Within the listing below, filter for "Subject" and copy every matching line.

━━━━━━━━

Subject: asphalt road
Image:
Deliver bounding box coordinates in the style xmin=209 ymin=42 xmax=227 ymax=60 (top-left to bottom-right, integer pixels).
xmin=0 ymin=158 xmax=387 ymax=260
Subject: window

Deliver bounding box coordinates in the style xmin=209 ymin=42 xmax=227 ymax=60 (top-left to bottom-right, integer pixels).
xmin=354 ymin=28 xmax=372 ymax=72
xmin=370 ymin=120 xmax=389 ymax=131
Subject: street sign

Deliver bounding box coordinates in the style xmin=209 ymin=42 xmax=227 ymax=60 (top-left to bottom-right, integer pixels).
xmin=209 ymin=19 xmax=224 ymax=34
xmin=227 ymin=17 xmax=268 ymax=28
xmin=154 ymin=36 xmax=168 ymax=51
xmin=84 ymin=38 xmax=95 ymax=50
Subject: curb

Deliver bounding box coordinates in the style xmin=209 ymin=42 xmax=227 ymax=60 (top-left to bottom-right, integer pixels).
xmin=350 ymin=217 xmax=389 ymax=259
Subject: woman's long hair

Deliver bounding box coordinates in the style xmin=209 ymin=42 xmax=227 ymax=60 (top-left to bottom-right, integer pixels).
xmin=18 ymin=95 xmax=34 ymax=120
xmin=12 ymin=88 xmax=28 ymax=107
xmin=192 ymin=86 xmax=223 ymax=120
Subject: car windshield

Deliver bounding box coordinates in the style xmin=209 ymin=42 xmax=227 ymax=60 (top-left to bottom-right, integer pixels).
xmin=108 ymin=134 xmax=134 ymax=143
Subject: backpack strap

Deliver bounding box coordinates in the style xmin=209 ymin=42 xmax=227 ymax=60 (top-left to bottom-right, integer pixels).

━━━━━━━━

Your solution>
Subject: asphalt road
Subject: window
Subject: street sign
Subject: curb
Subject: woman's long hair
Subject: car windshield
Subject: backpack strap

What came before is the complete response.